→ **Input material**
=== Section Start ===

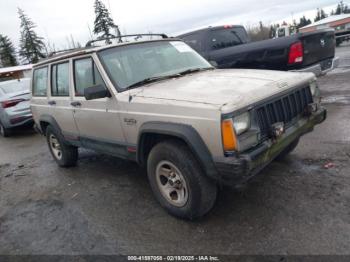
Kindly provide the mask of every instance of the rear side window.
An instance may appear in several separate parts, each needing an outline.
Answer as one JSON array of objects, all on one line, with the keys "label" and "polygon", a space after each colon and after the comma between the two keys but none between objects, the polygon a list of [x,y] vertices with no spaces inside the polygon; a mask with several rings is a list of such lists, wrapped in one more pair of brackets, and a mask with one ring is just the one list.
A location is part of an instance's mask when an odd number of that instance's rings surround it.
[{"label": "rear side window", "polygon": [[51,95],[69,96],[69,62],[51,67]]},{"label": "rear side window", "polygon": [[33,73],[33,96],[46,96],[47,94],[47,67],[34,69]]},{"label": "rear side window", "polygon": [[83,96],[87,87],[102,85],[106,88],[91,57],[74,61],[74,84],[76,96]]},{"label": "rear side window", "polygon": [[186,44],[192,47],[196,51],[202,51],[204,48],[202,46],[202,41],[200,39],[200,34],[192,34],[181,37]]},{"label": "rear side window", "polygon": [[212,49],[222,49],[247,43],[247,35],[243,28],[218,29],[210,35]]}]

=== Section End ===

→ **Task item**
What lines in the data hold the word "each"? Return them.

→ **Completed exercise**
An instance may appear in several separate parts, each needing an outline.
Answer as one JSON array of objects, all on one line, with the keys "label" and "polygon", a space after each colon and after the comma between the two keys but none between objects, the polygon a list of [x,y] vertices with no spaces inside the polygon; a mask with several rings is a list of such lists, wrapped in one more pair of brackets, and a mask with one ring is just the one list.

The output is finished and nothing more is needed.